What you have to do: Every record below needs to be written out exactly, apart from the pictures.

Material provided:
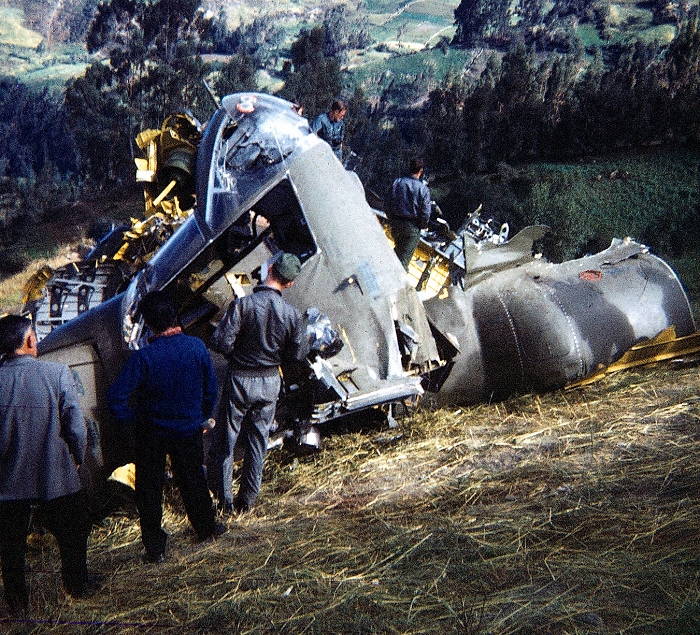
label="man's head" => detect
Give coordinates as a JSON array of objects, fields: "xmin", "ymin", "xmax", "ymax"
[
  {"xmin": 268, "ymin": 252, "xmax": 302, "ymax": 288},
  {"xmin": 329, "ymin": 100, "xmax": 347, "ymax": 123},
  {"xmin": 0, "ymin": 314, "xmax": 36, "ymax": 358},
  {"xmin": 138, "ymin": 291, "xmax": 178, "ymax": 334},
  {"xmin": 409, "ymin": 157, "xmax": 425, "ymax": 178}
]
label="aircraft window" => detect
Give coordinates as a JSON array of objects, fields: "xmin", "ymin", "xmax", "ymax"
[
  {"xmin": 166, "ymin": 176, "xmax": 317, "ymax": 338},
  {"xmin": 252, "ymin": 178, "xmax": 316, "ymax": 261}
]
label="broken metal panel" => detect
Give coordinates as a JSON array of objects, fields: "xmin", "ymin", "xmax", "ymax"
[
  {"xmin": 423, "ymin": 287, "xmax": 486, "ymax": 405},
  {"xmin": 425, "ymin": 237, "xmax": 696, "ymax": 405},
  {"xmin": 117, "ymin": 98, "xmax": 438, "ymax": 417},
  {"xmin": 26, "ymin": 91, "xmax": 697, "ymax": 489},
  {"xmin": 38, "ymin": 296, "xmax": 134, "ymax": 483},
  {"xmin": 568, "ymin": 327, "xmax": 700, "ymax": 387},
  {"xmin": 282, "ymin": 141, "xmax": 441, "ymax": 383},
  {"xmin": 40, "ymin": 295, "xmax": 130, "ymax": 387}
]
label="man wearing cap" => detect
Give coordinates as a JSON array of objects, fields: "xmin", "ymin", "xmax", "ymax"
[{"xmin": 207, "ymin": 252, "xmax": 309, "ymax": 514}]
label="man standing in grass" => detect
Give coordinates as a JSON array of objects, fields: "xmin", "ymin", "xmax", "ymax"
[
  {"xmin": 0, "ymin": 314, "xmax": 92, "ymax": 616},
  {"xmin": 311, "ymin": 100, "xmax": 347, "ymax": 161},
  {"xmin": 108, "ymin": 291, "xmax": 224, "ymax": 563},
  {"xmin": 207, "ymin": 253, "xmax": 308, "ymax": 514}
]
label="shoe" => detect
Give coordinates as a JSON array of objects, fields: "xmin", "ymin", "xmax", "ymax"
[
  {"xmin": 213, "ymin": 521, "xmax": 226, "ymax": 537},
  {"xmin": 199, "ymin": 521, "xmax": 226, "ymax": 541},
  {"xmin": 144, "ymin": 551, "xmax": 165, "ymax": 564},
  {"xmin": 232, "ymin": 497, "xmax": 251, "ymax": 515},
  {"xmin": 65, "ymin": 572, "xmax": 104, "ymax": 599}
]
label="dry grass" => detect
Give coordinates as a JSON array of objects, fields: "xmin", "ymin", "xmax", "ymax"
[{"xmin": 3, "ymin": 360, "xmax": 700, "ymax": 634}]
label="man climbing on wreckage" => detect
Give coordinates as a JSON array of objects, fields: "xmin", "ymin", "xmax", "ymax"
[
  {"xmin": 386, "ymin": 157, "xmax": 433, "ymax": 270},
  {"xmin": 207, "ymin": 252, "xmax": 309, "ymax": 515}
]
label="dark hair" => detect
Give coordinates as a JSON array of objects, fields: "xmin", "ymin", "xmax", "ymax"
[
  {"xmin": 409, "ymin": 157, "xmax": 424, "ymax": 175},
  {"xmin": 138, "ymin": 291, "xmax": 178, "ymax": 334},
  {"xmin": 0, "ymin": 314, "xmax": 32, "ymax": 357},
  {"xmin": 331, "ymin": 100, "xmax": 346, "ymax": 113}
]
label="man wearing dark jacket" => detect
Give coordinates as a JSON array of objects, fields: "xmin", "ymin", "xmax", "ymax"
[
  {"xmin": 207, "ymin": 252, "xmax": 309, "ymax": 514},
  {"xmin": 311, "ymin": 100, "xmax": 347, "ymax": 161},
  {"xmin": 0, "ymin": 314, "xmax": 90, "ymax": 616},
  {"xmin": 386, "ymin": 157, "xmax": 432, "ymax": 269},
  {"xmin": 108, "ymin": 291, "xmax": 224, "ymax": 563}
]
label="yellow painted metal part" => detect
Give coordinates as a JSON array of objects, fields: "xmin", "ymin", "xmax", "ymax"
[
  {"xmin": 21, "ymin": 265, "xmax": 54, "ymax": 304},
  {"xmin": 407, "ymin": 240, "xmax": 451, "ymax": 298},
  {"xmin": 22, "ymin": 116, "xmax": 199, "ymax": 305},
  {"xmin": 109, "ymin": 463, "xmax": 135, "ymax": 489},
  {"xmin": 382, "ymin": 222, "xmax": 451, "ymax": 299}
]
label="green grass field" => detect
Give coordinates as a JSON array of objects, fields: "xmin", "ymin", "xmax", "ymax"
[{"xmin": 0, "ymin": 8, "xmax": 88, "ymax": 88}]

Output below:
label="man's head" => detect
Give coordinates as a JSON array of objects, fields: "xmin", "ymin", "xmax", "ymax"
[
  {"xmin": 268, "ymin": 252, "xmax": 302, "ymax": 288},
  {"xmin": 329, "ymin": 100, "xmax": 347, "ymax": 123},
  {"xmin": 0, "ymin": 314, "xmax": 36, "ymax": 358},
  {"xmin": 138, "ymin": 291, "xmax": 178, "ymax": 334},
  {"xmin": 409, "ymin": 157, "xmax": 425, "ymax": 178}
]
label="aircraft window" => detect
Give coordinates as a JSON array of objects, fields: "xmin", "ymin", "xmax", "ymax"
[
  {"xmin": 166, "ymin": 176, "xmax": 317, "ymax": 338},
  {"xmin": 252, "ymin": 178, "xmax": 316, "ymax": 261}
]
label="broken metal panel" => detect
Give coordinates as a JSON array of objects, fields: "xmin", "ymin", "xmax", "ymax"
[
  {"xmin": 423, "ymin": 287, "xmax": 486, "ymax": 405},
  {"xmin": 425, "ymin": 237, "xmax": 696, "ymax": 405},
  {"xmin": 117, "ymin": 98, "xmax": 438, "ymax": 417},
  {"xmin": 26, "ymin": 91, "xmax": 697, "ymax": 489},
  {"xmin": 38, "ymin": 296, "xmax": 134, "ymax": 483},
  {"xmin": 568, "ymin": 327, "xmax": 700, "ymax": 387},
  {"xmin": 282, "ymin": 141, "xmax": 441, "ymax": 383},
  {"xmin": 40, "ymin": 295, "xmax": 130, "ymax": 387}
]
label="man wearing cap" => detect
Give coordinates as a JSON array of objects, fields: "xmin", "ymin", "xmax", "ymax"
[{"xmin": 207, "ymin": 252, "xmax": 309, "ymax": 514}]
label="man standing in grass" => detect
Give coordinates as a JSON array of objects, fields: "xmin", "ymin", "xmax", "ymax"
[
  {"xmin": 0, "ymin": 314, "xmax": 92, "ymax": 616},
  {"xmin": 311, "ymin": 100, "xmax": 347, "ymax": 161},
  {"xmin": 108, "ymin": 291, "xmax": 224, "ymax": 563},
  {"xmin": 207, "ymin": 253, "xmax": 308, "ymax": 514}
]
label="shoe" => detect
Give coordinates as a JSON array of objects, fields: "xmin", "ymin", "xmax", "ymax"
[
  {"xmin": 213, "ymin": 521, "xmax": 226, "ymax": 537},
  {"xmin": 199, "ymin": 521, "xmax": 226, "ymax": 541},
  {"xmin": 144, "ymin": 551, "xmax": 165, "ymax": 564},
  {"xmin": 232, "ymin": 497, "xmax": 251, "ymax": 515},
  {"xmin": 65, "ymin": 572, "xmax": 104, "ymax": 599}
]
label="dry grass" => detect
Give coordinates as a JSON array of objects, fields: "xmin", "ymin", "xmax", "ymax"
[{"xmin": 3, "ymin": 360, "xmax": 700, "ymax": 634}]
label="man climbing on wreckage" => detect
Give coordinates as a JSON array of objects, fields: "xmin", "ymin", "xmax", "ymax"
[
  {"xmin": 386, "ymin": 157, "xmax": 433, "ymax": 270},
  {"xmin": 207, "ymin": 252, "xmax": 309, "ymax": 515}
]
label="dark hair" => detect
Give coordinates as a JSON array of objects, fields: "xmin", "ymin", "xmax", "ymax"
[
  {"xmin": 409, "ymin": 157, "xmax": 424, "ymax": 175},
  {"xmin": 138, "ymin": 291, "xmax": 178, "ymax": 334},
  {"xmin": 0, "ymin": 314, "xmax": 32, "ymax": 357},
  {"xmin": 331, "ymin": 100, "xmax": 346, "ymax": 113}
]
label="man wearing dark jacket" => detect
Give coordinates as a JSON array of objects, fields: "xmin", "ymin", "xmax", "ymax"
[
  {"xmin": 207, "ymin": 252, "xmax": 309, "ymax": 514},
  {"xmin": 311, "ymin": 100, "xmax": 347, "ymax": 161},
  {"xmin": 0, "ymin": 314, "xmax": 90, "ymax": 616},
  {"xmin": 386, "ymin": 157, "xmax": 432, "ymax": 269},
  {"xmin": 108, "ymin": 291, "xmax": 224, "ymax": 563}
]
label="yellow painted metal part" => detect
Give coordinates as a JSON array of objects, fields: "xmin", "ymin", "xmax", "ymax"
[
  {"xmin": 21, "ymin": 265, "xmax": 54, "ymax": 304},
  {"xmin": 407, "ymin": 240, "xmax": 451, "ymax": 298},
  {"xmin": 22, "ymin": 116, "xmax": 199, "ymax": 305},
  {"xmin": 109, "ymin": 463, "xmax": 135, "ymax": 489},
  {"xmin": 382, "ymin": 222, "xmax": 451, "ymax": 299}
]
label="green grass field" => detect
Give coordinates as a JSON array of objects, fields: "xmin", "ymin", "xmax", "ymax"
[{"xmin": 0, "ymin": 8, "xmax": 88, "ymax": 88}]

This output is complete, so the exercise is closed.